# GIVEN INSTRUCTION A
In the inflight migration patch post, what new parameter is added to the GET_VRING_BASE message?

# TEXT TO READ
◆ ◆ ◆
[v4] support inflight migration

[PATCH v4 0/5] support inflight migration

Posted by Alexandr Moshkov 1 month, 1 week ago

v4:
While testing inflight migration, I notices a problem with the fact that
GET_VRING_BASE is needed during migration, so the back-end stops
dirtying pages and synchronizes `last_avail` counter with QEMU. So after
migration in-flight I/O requests will be looks like resubmited on destination vm.

However, in new logic, we no longer need to wait for in-flight requests
to be complete at GET_VRING_BASE message. So support new parameter
`should_drain` in the GET_VRING_BASE to allow back-end stop vrings
immediately without waiting for in-flight I/O requests to complete.
◆ ◆ ◆
# ENTRIES PROVIDED
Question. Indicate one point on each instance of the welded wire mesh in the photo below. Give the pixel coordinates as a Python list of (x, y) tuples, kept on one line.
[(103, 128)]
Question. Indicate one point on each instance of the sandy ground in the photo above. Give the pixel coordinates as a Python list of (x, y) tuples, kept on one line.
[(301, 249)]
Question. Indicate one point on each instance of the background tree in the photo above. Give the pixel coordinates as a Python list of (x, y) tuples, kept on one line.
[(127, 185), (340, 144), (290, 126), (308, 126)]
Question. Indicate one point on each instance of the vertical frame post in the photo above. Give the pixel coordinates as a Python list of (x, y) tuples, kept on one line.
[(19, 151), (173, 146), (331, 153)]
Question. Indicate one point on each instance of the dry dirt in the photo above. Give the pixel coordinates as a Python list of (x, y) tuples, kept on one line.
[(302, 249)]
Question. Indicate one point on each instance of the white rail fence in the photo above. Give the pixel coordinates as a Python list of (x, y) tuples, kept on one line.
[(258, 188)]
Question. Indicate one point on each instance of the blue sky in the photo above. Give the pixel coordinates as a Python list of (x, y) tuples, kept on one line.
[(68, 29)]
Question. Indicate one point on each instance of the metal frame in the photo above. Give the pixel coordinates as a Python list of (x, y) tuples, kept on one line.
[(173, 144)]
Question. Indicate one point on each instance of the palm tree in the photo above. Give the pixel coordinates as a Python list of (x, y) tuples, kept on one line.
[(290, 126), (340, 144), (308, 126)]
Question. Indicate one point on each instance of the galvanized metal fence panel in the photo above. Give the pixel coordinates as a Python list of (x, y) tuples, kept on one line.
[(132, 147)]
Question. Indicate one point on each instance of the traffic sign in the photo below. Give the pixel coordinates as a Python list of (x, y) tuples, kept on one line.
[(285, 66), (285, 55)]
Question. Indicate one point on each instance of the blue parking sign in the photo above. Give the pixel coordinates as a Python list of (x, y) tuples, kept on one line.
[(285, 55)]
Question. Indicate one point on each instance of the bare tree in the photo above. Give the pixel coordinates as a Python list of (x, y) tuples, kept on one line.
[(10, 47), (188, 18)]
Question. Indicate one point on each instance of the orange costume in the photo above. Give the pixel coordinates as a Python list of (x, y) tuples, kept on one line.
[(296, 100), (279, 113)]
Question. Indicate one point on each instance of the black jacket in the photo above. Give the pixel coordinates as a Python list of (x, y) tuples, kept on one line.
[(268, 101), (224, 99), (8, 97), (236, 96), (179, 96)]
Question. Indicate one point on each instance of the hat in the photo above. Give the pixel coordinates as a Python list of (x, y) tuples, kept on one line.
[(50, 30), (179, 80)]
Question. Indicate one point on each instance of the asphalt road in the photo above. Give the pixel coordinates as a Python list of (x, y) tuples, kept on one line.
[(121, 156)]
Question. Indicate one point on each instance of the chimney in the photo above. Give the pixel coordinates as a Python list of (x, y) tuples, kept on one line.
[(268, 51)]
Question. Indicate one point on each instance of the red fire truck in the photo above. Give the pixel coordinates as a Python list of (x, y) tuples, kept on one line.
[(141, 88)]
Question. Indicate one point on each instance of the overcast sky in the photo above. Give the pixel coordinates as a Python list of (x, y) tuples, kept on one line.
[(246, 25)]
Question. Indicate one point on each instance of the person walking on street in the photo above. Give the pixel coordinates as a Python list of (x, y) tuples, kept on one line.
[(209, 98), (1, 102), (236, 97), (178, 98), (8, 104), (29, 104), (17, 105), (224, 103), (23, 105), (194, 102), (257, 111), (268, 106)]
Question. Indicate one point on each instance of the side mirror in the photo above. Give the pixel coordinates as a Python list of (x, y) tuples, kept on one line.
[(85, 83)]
◆ ◆ ◆
# GIVEN INSTRUCTION B
Rewrite the entries from the line with "Question. Indicate one point on each instance of the orange" up to and including the line with "[(296, 100), (279, 113)]", with nothing else. Keep the request text unchanged, but multiply every coordinate in the answer by 0.5 and round to whole numbers, with halves rounded up.

# WRITTEN RESPONSE A
The `should_drain` parameter.

# WRITTEN RESPONSE B
Question. Indicate one point on each instance of the orange costume in the photo above. Give the pixel coordinates as a Python list of (x, y) tuples, kept on one line.
[(148, 50), (140, 57)]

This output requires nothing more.